===== SELECTED EXCERPT
Even though Canada is a natural resource dependent economy and its economy should be subject to considerable shocks as commodity prices oscillate as they have in this business cycle, the BOC's CPIx rate has really only been outside this two-percentage-point band once since in late-2002 (that was in late-2002). There is no evidence here that having a broad target obstructs monetary policy in any way. It seems a far better way to do things than the way policy targeting has been done in the U.S. and EMU.
==========
===== EXTRACTED DATA
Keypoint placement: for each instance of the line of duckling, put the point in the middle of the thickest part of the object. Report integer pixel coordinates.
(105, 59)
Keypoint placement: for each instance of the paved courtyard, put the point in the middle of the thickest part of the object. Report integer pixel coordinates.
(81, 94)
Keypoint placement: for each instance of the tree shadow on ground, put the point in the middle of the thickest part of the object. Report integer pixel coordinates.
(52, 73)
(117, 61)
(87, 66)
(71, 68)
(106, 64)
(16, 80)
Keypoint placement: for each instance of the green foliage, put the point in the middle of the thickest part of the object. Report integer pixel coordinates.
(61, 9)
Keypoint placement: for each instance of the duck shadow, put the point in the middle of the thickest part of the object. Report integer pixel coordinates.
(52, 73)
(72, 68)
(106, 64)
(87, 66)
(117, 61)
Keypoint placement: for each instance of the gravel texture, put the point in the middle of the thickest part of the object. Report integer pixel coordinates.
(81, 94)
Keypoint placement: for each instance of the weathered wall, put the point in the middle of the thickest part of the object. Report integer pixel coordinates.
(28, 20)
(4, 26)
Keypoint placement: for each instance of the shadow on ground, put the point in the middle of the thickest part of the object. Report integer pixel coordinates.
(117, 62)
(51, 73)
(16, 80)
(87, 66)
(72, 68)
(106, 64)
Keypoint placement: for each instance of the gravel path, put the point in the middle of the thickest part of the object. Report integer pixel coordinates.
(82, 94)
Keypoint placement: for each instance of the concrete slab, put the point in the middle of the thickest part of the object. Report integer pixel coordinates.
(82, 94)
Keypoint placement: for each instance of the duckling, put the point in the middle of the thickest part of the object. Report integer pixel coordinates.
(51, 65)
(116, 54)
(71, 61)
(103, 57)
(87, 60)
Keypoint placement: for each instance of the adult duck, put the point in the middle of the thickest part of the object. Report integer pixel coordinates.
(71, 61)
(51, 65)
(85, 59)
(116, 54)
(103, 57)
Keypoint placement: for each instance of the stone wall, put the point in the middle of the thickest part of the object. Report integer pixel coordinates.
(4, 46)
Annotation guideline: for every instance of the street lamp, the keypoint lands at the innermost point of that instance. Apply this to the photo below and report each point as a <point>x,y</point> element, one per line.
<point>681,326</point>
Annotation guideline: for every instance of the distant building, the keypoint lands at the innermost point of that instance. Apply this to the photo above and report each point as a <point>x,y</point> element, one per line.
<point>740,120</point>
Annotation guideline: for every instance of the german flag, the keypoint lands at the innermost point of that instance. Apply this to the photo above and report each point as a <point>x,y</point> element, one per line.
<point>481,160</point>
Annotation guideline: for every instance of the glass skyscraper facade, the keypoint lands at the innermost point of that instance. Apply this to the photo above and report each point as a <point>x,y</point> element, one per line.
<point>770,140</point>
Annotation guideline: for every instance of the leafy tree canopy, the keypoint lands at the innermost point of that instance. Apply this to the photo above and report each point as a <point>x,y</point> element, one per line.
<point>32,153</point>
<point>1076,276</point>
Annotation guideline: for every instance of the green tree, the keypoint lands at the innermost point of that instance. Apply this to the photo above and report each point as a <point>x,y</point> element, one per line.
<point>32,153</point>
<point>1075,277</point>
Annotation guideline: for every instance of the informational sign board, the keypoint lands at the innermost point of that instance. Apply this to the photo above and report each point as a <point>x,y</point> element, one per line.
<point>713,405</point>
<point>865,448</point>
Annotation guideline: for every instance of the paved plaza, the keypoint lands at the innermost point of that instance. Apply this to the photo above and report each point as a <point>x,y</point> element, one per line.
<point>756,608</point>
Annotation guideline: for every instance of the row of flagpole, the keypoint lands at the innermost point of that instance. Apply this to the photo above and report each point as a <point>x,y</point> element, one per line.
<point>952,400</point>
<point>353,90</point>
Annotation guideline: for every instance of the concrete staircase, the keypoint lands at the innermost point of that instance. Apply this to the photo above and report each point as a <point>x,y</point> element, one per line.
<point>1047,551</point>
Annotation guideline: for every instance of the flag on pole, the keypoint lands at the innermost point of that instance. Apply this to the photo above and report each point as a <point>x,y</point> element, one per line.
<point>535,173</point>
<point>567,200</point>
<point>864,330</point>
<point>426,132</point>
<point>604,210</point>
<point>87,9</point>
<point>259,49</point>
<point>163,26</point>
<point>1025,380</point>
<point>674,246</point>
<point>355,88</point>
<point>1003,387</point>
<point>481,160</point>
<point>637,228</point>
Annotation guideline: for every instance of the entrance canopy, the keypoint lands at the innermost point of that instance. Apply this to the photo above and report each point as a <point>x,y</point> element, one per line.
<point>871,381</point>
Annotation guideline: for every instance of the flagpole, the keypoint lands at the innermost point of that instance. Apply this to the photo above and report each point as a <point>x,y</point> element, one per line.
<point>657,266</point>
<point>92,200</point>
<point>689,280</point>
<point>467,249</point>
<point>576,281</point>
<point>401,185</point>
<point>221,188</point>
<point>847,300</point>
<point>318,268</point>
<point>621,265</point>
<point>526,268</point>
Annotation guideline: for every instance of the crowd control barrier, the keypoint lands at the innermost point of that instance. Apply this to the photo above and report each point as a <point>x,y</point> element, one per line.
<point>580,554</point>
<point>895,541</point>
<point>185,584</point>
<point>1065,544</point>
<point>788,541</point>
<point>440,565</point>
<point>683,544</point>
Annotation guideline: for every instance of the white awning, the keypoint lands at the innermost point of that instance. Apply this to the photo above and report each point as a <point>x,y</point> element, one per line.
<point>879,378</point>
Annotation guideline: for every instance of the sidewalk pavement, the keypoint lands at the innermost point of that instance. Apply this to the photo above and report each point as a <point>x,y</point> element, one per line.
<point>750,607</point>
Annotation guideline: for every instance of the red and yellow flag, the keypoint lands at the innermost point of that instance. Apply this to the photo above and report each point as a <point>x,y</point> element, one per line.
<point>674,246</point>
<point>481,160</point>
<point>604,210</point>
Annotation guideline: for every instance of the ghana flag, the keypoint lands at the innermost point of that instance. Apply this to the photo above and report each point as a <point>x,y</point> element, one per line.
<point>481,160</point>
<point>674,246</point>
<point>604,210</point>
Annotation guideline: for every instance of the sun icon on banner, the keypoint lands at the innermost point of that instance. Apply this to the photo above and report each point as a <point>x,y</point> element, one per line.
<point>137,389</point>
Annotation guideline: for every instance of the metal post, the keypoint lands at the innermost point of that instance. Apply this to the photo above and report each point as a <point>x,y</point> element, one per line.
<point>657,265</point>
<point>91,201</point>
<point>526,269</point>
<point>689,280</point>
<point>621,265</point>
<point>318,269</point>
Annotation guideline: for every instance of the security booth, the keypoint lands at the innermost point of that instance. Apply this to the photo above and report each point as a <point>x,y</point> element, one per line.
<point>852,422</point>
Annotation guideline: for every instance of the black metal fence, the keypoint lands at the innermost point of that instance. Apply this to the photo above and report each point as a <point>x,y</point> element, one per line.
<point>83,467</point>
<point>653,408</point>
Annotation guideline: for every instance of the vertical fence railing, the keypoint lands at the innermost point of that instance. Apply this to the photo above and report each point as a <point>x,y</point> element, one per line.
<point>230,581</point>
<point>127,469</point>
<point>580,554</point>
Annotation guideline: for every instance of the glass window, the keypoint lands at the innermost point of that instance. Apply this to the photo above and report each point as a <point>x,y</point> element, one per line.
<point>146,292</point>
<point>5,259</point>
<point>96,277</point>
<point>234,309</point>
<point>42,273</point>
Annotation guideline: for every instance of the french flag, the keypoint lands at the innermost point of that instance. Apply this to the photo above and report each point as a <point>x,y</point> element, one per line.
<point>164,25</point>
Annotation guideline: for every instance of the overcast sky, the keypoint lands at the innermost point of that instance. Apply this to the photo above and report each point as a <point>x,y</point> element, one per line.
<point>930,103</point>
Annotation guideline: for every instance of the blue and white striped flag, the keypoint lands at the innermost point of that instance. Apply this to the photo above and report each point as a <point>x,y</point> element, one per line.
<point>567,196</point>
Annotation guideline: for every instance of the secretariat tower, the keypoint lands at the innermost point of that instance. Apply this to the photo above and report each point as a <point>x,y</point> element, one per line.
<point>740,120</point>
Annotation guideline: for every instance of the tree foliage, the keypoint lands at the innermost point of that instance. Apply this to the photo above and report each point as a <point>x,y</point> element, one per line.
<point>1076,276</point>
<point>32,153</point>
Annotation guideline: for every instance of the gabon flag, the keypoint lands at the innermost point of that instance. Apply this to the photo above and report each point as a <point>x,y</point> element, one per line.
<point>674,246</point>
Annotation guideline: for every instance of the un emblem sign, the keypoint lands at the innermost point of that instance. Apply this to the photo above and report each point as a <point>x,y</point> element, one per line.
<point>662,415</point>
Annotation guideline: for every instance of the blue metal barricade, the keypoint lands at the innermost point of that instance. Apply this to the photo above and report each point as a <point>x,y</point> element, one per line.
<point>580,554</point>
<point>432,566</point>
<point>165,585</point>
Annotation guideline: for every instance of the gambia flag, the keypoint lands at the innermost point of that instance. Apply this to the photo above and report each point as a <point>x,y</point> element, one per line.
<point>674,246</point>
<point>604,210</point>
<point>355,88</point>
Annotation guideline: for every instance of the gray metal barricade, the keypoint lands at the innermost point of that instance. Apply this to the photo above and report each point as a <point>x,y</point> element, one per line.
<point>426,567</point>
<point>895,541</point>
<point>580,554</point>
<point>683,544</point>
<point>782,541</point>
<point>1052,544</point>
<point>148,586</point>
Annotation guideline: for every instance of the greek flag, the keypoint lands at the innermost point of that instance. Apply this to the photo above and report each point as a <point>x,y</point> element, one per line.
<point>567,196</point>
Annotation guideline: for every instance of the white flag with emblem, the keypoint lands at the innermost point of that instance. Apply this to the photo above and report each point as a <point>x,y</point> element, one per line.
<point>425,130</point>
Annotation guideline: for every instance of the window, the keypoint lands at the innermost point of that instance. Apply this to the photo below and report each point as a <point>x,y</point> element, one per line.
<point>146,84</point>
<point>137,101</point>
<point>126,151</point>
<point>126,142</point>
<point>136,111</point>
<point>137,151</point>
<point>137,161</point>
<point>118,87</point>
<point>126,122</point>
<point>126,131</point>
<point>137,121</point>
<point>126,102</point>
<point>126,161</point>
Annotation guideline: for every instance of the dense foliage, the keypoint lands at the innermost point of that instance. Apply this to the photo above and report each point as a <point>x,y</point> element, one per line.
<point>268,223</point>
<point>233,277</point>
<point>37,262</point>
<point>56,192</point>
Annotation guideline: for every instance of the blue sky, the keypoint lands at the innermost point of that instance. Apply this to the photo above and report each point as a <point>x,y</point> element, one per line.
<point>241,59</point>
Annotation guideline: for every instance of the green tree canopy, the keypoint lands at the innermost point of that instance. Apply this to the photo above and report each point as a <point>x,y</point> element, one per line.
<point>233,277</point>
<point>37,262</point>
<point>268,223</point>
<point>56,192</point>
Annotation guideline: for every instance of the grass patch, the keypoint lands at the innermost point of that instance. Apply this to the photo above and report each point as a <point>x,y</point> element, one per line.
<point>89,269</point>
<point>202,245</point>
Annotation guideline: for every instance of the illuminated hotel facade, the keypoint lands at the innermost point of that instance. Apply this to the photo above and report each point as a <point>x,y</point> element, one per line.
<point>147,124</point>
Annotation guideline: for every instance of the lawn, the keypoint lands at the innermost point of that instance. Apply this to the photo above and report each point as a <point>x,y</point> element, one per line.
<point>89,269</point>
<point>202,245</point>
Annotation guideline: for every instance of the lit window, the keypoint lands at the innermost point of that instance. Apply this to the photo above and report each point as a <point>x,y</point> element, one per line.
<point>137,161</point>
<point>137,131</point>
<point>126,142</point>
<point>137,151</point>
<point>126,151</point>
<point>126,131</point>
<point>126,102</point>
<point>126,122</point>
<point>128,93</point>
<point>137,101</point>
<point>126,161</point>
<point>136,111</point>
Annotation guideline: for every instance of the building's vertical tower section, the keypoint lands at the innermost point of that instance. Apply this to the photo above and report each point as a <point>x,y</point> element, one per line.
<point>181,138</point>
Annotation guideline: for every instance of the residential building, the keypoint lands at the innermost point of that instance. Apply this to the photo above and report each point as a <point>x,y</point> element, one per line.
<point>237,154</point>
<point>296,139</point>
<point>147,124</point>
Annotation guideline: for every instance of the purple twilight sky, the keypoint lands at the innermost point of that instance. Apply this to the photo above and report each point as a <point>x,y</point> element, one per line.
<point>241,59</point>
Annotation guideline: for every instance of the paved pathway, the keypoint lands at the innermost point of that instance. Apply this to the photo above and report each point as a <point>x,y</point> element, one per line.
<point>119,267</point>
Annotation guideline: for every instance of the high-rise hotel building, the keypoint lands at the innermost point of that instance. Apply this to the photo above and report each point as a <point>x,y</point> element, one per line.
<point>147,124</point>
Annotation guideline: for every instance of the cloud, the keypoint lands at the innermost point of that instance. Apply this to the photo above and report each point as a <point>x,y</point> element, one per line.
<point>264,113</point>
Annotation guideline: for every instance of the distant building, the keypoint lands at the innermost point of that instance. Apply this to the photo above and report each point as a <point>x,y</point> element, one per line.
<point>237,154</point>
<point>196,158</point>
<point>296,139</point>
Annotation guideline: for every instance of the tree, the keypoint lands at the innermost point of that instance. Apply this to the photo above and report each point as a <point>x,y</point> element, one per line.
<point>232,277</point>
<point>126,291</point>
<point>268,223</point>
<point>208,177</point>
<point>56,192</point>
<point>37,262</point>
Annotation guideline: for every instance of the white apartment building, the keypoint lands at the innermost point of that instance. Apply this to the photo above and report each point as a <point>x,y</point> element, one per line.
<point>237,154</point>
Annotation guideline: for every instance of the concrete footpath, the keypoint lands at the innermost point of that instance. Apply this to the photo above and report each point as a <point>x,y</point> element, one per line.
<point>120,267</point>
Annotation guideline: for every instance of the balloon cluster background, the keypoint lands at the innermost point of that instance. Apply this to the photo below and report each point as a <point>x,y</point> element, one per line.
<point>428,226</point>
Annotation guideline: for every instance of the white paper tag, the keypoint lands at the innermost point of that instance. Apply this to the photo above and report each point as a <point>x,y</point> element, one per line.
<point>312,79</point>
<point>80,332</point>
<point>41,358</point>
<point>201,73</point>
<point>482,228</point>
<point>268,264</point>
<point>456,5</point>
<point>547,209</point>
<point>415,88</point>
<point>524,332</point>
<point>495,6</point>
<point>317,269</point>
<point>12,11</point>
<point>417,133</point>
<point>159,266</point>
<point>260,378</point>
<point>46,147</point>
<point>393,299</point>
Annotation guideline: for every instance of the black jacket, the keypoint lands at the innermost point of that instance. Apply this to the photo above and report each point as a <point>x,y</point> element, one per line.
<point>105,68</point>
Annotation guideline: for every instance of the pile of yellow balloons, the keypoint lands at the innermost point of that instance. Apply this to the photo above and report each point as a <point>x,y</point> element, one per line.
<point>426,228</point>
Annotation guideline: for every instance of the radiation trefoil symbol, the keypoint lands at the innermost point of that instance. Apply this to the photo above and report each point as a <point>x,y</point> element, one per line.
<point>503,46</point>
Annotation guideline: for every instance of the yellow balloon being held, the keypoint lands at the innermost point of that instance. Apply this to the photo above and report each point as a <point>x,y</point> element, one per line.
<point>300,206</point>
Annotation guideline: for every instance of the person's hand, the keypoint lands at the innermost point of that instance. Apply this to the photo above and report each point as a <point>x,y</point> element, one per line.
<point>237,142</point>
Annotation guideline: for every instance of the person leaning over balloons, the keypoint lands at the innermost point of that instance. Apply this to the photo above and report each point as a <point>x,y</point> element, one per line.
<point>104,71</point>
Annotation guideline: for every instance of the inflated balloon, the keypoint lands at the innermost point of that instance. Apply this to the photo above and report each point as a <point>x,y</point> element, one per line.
==========
#### [LIST OF TASKS]
a – Answer these questions from the passage on Canadian monetary policy:
(i) What kind of economy does it call Canada?
(ii) How wide is the band for the CPIx rate?
(iii) Where does it say policy targeting has been done less well?
b – Write the next few sentences of the passage on Canadian monetary policy, picking up after its final sentence.

#### [EXERCISE ANSWERS]
a –
(i) A natural resource dependent economy.
(ii) Two percentage points.
(iii) In the U.S. and EMU.

b –
Having said that, there is nothing in the adoption of such a technique that would guarantee that inflation would stay in that band. However, the point is that, with inflation still well below 2% if it were at 1% or close to it the central bank could argue that it was making its progress- sort of like being in the first cut just off the fairway- not quite in the rough. The existence of the CPIx, especially constructed for this purpose, has been to help reduce volatility. This is far better than to have Janet Yellen simply wave her arms about how the inflation gauge is distorted because of rising or falling oil prices. It also has been really helpful since using the CPIx has eliminated 8 of 9 episodes of inflation being outside the preferred range for Canada. That is a great filter. The filter not only enhances the central bank credibility but it calms markets and increases the notion that the central bank knows what it is doing and has control as well. Maybe the Fed and ECB should consider broadening their objectives and recalibrating an intermediate inflation gauge with enhanced stability properties. It seems to be working up north.